Work order => A word-for-word copy of the entries is the only acceptable reply.

[Free-text object descriptions]
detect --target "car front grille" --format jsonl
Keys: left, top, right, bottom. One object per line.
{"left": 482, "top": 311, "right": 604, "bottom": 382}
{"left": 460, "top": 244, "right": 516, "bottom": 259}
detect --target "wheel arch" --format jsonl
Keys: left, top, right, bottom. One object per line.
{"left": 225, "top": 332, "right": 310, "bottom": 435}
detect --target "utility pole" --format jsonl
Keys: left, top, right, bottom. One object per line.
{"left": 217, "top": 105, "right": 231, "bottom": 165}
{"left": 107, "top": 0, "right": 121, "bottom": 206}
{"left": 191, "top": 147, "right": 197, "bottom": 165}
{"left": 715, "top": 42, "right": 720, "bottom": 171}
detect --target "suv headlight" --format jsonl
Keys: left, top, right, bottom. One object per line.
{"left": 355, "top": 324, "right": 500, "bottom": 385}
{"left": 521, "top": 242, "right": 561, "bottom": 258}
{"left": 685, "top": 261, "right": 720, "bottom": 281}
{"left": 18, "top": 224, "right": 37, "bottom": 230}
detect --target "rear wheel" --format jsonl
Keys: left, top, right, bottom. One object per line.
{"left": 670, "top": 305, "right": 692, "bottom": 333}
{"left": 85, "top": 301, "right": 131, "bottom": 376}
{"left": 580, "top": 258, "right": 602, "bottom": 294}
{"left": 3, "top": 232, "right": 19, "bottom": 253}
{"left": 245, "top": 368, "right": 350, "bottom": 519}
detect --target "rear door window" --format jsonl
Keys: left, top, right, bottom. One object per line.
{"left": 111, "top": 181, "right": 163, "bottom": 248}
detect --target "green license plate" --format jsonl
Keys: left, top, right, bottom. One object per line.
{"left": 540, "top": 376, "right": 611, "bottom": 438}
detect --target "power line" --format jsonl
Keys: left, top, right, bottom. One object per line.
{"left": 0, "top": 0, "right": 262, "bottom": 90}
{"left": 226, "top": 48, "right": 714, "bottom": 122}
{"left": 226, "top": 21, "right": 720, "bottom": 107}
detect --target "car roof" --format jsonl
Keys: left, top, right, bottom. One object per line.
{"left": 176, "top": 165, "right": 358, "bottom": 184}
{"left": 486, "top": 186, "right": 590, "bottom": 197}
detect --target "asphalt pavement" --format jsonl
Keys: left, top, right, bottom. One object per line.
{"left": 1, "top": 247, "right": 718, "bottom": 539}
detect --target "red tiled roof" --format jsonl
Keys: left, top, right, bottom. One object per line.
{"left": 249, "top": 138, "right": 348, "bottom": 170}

Exercise output =>
detect --target "car front grille" --format jsonl
Keys: left, top, right, bottom. One object per line.
{"left": 482, "top": 311, "right": 604, "bottom": 382}
{"left": 460, "top": 244, "right": 516, "bottom": 259}
detect --target "wheel arch" --format jsonl
Keys: left, top, right, bottom. One object per line.
{"left": 225, "top": 332, "right": 310, "bottom": 435}
detect --target "utility pole" --format jsonl
Keys: left, top, right, bottom. One object per line.
{"left": 217, "top": 105, "right": 231, "bottom": 165}
{"left": 107, "top": 0, "right": 121, "bottom": 206}
{"left": 191, "top": 147, "right": 197, "bottom": 165}
{"left": 715, "top": 42, "right": 720, "bottom": 171}
detect --target "suv headlight" --format jsonl
Keys: left, top, right, bottom. One object per line.
{"left": 355, "top": 324, "right": 500, "bottom": 385}
{"left": 521, "top": 242, "right": 561, "bottom": 258}
{"left": 685, "top": 261, "right": 720, "bottom": 281}
{"left": 18, "top": 224, "right": 37, "bottom": 230}
detect --target "rear wheel" --format jsonl
Keys: left, top, right, bottom. One object per line.
{"left": 670, "top": 305, "right": 692, "bottom": 333}
{"left": 85, "top": 301, "right": 131, "bottom": 376}
{"left": 580, "top": 258, "right": 602, "bottom": 294}
{"left": 3, "top": 232, "right": 19, "bottom": 253}
{"left": 245, "top": 368, "right": 350, "bottom": 519}
detect --target "rear door window" --format jsonl
Keys: left, top, right, bottom. One object per line.
{"left": 111, "top": 181, "right": 163, "bottom": 248}
detect --target "green license plate" --format jsonl
Keys: left, top, right, bottom. One object per line.
{"left": 540, "top": 376, "right": 611, "bottom": 438}
detect --target "power line" --format jsonl
Keys: left, top, right, bottom. One object per line.
{"left": 0, "top": 0, "right": 262, "bottom": 90}
{"left": 226, "top": 48, "right": 714, "bottom": 122}
{"left": 226, "top": 21, "right": 720, "bottom": 107}
detect --target "car roof" --format jsonl
Keys: left, top, right, bottom. One object per line.
{"left": 176, "top": 165, "right": 358, "bottom": 184}
{"left": 486, "top": 186, "right": 590, "bottom": 197}
detect --target "asphalt pavement" --format jsonl
Keys: left, top, right, bottom. One object per line.
{"left": 1, "top": 247, "right": 718, "bottom": 539}
detect --target "red tiled roof" --format jsonl
Keys: left, top, right, bottom. One object per line.
{"left": 249, "top": 138, "right": 348, "bottom": 170}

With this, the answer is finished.